_What needs to be done:_ How many lines of the data below contain the word "black"? Reply with the number alone.

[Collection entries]
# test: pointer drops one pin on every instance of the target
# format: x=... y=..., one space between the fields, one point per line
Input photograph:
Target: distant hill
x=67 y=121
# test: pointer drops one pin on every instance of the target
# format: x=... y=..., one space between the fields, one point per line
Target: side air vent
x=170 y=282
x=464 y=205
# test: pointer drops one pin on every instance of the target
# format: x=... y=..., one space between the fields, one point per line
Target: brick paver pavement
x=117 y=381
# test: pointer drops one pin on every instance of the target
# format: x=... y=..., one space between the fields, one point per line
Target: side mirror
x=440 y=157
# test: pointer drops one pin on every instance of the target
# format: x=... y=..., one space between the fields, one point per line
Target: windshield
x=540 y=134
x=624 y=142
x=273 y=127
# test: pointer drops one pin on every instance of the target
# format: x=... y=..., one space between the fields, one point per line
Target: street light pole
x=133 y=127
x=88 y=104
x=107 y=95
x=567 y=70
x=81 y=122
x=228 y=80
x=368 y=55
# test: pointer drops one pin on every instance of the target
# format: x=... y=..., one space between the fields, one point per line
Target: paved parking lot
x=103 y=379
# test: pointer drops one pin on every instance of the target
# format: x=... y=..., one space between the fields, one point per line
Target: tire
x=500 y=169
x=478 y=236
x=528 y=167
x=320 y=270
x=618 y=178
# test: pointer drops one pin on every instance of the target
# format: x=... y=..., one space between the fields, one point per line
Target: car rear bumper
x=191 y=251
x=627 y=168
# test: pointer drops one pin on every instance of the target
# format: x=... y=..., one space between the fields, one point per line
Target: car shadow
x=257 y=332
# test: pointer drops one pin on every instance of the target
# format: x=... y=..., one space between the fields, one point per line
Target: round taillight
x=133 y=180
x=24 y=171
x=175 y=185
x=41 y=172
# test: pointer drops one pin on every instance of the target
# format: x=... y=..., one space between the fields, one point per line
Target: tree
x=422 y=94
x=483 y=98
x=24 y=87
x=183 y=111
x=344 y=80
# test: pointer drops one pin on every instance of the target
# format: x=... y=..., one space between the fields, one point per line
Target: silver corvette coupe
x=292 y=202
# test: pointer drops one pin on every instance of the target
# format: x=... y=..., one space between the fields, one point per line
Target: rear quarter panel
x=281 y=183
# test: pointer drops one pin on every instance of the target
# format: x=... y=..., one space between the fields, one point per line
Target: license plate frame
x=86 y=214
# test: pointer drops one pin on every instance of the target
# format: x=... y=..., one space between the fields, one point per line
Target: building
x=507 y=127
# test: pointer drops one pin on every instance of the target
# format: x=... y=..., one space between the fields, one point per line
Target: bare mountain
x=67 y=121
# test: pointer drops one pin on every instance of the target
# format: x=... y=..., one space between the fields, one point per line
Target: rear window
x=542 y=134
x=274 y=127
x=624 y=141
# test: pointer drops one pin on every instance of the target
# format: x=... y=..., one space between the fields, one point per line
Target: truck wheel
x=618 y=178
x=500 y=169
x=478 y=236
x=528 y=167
* * *
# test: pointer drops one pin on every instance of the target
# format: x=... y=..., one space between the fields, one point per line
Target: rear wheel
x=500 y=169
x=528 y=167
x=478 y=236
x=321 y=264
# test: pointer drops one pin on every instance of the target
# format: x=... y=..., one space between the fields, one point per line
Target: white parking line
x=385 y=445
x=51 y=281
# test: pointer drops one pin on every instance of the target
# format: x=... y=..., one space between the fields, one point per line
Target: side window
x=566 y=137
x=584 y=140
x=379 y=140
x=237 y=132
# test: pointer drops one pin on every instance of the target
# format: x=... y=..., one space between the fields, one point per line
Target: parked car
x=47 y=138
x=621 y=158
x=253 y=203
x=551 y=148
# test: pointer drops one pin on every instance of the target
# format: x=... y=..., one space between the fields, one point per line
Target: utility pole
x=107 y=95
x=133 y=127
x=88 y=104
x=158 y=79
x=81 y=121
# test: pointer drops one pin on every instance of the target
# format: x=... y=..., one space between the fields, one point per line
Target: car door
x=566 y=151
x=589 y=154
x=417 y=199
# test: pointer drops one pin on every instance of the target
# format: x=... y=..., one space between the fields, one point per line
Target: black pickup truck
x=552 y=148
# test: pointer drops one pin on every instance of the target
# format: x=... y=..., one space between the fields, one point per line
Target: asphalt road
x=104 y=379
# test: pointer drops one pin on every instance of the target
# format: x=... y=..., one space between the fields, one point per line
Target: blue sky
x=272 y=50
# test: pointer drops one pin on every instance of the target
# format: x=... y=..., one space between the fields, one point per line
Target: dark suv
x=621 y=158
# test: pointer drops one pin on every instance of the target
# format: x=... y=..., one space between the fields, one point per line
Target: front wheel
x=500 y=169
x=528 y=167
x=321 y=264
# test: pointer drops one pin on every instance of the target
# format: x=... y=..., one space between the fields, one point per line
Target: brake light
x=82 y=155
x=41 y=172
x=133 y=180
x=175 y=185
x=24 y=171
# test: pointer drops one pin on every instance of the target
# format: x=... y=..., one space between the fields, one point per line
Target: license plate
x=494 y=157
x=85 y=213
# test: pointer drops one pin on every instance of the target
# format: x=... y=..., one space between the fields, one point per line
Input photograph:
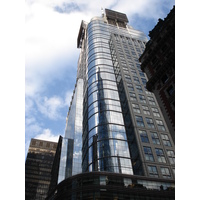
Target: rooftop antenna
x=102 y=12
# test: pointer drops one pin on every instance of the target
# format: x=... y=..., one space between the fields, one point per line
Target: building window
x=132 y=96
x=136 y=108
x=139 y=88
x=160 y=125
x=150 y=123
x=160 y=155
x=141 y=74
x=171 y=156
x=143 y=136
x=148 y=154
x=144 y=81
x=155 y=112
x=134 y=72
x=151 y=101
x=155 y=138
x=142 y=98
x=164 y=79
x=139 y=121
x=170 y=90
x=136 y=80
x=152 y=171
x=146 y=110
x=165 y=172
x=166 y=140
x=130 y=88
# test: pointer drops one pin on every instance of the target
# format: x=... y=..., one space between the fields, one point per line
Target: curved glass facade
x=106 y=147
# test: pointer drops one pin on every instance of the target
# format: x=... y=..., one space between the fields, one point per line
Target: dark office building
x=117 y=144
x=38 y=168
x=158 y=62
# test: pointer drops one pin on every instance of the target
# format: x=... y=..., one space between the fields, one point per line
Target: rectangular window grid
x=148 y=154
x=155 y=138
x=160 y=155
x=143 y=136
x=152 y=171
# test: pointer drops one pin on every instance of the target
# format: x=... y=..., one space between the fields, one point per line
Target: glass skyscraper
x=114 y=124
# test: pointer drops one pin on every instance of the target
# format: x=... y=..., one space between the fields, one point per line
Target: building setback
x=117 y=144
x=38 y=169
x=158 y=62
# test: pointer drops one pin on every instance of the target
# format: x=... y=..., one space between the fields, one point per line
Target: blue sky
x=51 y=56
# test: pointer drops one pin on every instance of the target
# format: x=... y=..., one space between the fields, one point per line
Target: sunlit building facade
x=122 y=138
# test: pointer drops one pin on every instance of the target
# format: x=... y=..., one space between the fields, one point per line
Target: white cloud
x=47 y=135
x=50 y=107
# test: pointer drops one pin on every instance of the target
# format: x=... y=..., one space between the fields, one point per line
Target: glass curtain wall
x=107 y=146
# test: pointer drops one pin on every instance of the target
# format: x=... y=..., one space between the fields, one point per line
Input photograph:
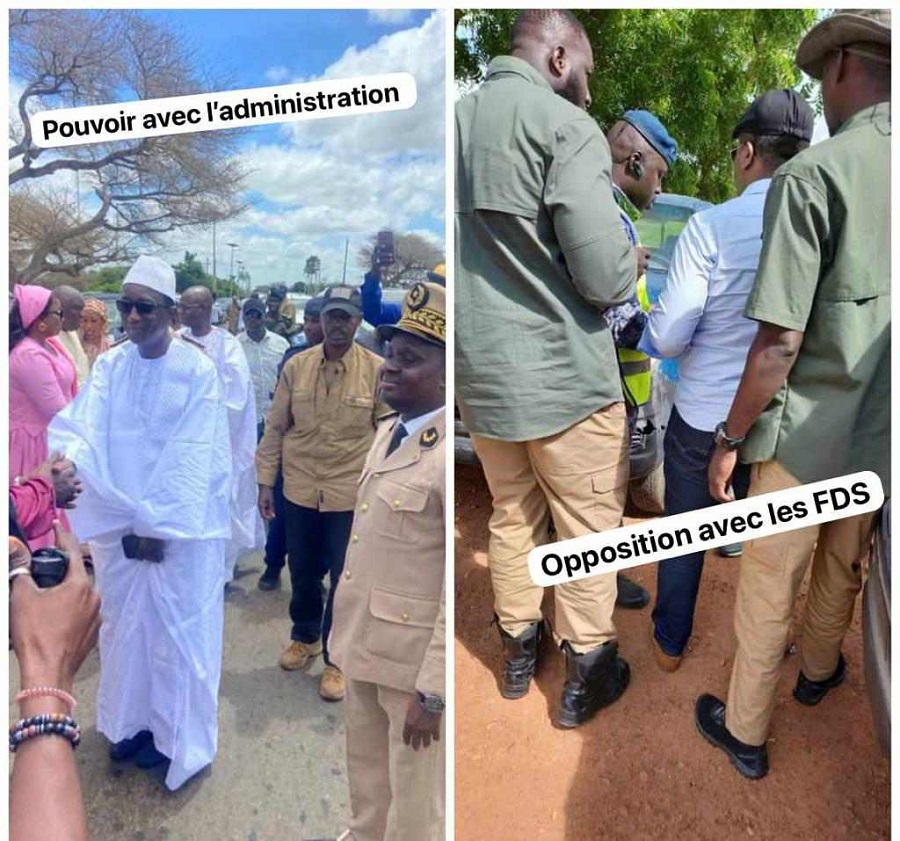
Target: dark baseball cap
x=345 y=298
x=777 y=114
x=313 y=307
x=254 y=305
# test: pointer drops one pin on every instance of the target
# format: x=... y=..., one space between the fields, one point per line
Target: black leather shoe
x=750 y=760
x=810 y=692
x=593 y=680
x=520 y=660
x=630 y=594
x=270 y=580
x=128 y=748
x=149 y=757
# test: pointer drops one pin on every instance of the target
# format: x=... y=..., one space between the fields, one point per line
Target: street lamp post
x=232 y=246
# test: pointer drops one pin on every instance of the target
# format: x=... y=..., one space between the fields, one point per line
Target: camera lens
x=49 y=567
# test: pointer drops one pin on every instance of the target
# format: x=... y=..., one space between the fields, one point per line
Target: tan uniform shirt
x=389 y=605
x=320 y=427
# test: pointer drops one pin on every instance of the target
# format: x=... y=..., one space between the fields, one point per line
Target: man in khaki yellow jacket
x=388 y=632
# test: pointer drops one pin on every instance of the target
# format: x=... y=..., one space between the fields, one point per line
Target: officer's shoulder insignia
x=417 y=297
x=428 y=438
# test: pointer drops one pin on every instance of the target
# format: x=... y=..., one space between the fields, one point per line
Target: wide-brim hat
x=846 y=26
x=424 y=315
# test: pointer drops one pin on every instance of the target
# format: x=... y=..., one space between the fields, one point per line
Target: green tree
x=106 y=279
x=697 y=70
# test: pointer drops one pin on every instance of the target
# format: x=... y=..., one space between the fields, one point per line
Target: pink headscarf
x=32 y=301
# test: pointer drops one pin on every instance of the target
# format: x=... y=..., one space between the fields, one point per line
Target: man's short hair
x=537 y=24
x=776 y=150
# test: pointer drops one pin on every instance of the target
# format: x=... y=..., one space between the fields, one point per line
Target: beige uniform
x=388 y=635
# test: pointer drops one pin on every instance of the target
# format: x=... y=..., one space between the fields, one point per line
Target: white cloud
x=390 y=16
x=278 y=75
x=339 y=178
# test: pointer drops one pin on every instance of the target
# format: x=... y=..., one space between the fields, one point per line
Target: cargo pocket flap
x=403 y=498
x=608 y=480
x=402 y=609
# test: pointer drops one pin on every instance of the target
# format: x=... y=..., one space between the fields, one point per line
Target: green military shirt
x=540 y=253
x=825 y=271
...
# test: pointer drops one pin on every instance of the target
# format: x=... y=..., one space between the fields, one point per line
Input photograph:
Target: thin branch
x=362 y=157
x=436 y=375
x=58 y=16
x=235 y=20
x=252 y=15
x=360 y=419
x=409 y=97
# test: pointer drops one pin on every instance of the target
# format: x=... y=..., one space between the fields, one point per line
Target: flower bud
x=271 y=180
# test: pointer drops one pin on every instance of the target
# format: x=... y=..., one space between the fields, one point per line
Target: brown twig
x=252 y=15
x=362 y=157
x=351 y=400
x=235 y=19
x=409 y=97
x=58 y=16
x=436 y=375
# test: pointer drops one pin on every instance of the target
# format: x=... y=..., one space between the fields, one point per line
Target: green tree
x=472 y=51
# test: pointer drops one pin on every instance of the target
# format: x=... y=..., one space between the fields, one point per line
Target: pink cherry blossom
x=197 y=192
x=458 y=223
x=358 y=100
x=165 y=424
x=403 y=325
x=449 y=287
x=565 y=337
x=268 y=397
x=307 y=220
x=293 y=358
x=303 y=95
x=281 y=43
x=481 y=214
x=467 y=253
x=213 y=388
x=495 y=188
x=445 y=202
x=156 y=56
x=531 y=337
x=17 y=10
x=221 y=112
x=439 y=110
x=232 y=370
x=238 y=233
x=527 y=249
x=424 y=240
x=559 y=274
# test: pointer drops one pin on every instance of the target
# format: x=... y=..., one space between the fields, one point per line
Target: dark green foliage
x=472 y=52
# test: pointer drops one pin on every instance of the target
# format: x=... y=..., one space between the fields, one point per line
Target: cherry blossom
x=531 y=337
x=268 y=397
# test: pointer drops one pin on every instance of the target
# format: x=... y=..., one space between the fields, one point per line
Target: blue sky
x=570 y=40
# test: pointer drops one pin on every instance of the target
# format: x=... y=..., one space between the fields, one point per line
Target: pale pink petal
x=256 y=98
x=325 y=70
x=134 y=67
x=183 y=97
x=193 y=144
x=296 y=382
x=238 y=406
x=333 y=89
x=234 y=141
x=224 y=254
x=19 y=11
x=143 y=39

_Worked answer:_ 2